— start Records shown —
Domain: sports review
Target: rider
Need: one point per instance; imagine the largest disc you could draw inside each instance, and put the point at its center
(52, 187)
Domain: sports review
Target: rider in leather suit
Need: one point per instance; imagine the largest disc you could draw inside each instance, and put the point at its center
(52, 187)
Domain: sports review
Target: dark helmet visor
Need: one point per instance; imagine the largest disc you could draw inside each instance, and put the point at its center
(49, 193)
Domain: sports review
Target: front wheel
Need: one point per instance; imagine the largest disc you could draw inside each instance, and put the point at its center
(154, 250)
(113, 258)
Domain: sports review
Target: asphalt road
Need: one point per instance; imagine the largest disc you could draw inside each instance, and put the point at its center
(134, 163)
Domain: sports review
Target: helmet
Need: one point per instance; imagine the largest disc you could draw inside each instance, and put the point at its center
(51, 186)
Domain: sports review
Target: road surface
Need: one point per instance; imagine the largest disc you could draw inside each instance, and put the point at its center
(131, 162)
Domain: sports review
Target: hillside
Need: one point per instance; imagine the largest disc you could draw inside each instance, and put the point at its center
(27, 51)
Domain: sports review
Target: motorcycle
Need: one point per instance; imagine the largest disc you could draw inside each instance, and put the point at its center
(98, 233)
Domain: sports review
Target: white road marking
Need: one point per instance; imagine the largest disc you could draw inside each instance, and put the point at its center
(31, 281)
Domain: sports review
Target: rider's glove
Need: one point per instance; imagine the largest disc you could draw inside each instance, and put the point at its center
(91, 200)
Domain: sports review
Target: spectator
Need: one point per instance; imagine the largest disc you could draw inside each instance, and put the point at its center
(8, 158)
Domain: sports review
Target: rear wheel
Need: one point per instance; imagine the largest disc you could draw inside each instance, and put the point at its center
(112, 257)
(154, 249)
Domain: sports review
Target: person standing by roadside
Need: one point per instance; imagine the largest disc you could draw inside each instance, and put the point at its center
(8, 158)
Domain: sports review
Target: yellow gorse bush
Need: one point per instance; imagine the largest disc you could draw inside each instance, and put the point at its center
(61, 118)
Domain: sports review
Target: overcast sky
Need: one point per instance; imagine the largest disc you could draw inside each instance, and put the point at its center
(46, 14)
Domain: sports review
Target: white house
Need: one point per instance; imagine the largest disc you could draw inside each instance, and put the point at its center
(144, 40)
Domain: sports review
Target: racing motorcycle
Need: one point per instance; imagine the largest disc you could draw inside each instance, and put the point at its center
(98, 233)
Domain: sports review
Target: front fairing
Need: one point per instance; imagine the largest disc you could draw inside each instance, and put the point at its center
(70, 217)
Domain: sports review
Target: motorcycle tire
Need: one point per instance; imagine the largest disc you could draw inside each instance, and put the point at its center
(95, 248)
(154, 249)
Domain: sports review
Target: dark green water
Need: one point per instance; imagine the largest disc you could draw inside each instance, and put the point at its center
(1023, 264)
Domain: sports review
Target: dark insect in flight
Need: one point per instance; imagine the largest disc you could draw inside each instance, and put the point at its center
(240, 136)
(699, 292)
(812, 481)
— end Records shown —
Goal -
Identify each line in the rows above that contains the word "front", and copy every such line in full.

Output of the task -
Target: front wheel
Target: front fairing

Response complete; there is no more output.